En 1973, Georges Pompidou tente d'instaurer le quinquennat. Plutôt que de recourir au référendum, par application de l'article 11 de la Constitution, voie royale de la révision constitutionnelle pour le Général de Gaulle, son successeur entend utiliser la voie parlementaire, celle de l'article 89, conçue pour les révisions de moindre importance, comme le régime des sessions parlementaires.

 

L'opposition d'un certain nombre de gaullistes attachés au maintien des institutions de la Vème République, dans leur esprit et dans leur lettre, et la quasi-impossibilité d'atteindre la majorité des 3/5ème des Députés et Sénateurs réunis en Congrès, amènent finalement le Président Pompidou à renoncer à son projet de réduction à 5 ans du mandat présidentiel.

 

Cohabitant harmonieusement au moins sur ce sujet, Jacques Chirac, Président de la République, et Lionel Jospin, Premier Ministre, trouvent un terrain d'entente avec le quinquennat et l'inversion du calendrier électoral, l'élection présidentielle devant précéder les élections législatives. Le quinquennat est adopté par référendum le 24 septembre 2000, avec 73% des suffrages exprimés et un taux d'abstention record de 70% des électeurs inscrits. Il entre en application lors de l'élection présidentielle de 2002.

 

A l'usage, il apparaît clairement que les craintes émises en 1973 sur un changement de régime n'étaient pas sans fondement.

                                                                                                    **

"DIX ANS, C'EST BIEN LE MOINS !"

 

Nous sommes le 14 avril 1965. Alain Peyrefitte est dans le bureau du Général de Gaulle au Palais de l'Elysée.

"Vous avez vu ça ? C'est scandaleux ! dit le Général en montrant à son Ministre un petit livre qui vient de paraître : les "Carnets politiques de la guerre d'Algérie", signés de Robert Buron, un des négociateurs des accords d'Evian, scellant en 1962 le terme d'un conflit qui provoqua le retour du Général de Gaulle au pouvoir.

 

"Emporté par une de ces colères froides qu'il contrôlait fort bien", le Général s'exclame : "un ministre participe à une négociation pour le compte du gouvernement, au nom de la France, et, deux ou trois ans après, il livre au public des secrets d'Etat sur une mission qui lui a été confiée ! C'est honteux !"

 

Alain Peyrefitte lui répond : "Aux Affaires étrangères, nous sommes tenus de garder trente ans les secrets auxquels nous avons eu part".

 

"Trente ans, réplique De Gaulle, je n'en demande pas tant ; l'Histoire s'accélère ... Mais dix ans, c'est bien le moins !"

 

Alain Peyrefitte aura attendu trente ans pour transcrire, en 1999, dans "C'était de Gaulle", ses "plus de trois cents conversations" avec le Général, "sans compter davantage encore de conseils de gouvernement", entre 1959 et 1969.

Extraits de données:
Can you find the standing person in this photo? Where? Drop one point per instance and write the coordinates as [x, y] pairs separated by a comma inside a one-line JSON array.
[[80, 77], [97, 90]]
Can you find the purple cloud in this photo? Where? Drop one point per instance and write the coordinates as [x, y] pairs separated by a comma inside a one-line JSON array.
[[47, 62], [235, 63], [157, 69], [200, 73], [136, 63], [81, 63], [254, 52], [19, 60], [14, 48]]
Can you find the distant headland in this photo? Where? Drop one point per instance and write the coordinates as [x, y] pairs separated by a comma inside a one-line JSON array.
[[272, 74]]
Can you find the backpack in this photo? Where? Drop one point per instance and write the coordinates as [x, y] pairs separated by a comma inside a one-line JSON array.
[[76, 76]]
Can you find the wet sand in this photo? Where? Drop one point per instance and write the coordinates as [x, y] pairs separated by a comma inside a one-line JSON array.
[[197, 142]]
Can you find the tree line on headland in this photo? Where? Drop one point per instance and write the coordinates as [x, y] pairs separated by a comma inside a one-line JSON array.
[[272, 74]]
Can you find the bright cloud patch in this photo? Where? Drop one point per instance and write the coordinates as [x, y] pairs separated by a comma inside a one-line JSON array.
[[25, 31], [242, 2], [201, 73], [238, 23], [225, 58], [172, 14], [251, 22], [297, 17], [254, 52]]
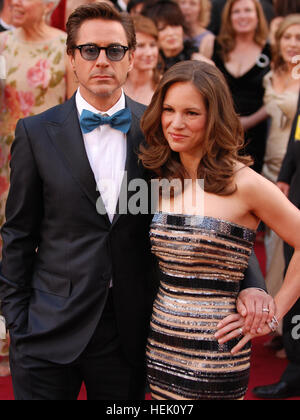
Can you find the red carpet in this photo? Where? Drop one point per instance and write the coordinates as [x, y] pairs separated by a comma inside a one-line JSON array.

Énoncé 1:
Recopiez à l'identique le passage du document source qui commence aux mots « L'opposition d'un certain » et s'arrête après « présidentielle de 2002. ».
Énoncé 2:
Disposez en tableau Markdown à deux colonnes, « Numéro » et « Entrée », les entrées allant de la ligne qui contient « Can you find the bright » jusqu'à la dernière entrée incluse. Omettez les lignes vides et les images.

Corrigé 1:
L'opposition d'un certain nombre de gaullistes attachés au maintien des institutions de la Vème République, dans leur esprit et dans leur lettre, et la quasi-impossibilité d'atteindre la majorité des 3/5ème des Députés et Sénateurs réunis en Congrès, amènent finalement le Président Pompidou à renoncer à son projet de réduction à 5 ans du mandat présidentiel.

 

Cohabitant harmonieusement au moins sur ce sujet, Jacques Chirac, Président de la République, et Lionel Jospin, Premier Ministre, trouvent un terrain d'entente avec le quinquennat et l'inversion du calendrier électoral, l'élection présidentielle devant précéder les élections législatives. Le quinquennat est adopté par référendum le 24 septembre 2000, avec 73% des suffrages exprimés et un taux d'abstention record de 70% des électeurs inscrits. Il entre en application lors de l'élection présidentielle de 2002.

Corrigé 2:
| Numéro | Entrée |
|---|---|
| 1 | Can you find the bright cloud patch in this photo? Where? Drop one point per instance and write the coordinates as [x, y] pairs separated by a comma inside a one-line JSON array. |
| 2 | [[25, 31], [242, 2], [201, 73], [238, 23], [225, 58], [172, 14], [251, 22], [297, 17], [254, 52]] |
| 3 | Can you find the red carpet in this photo? Where? Drop one point per instance and write the coordinates as [x, y] pairs separated by a comma inside a one-line JSON array. |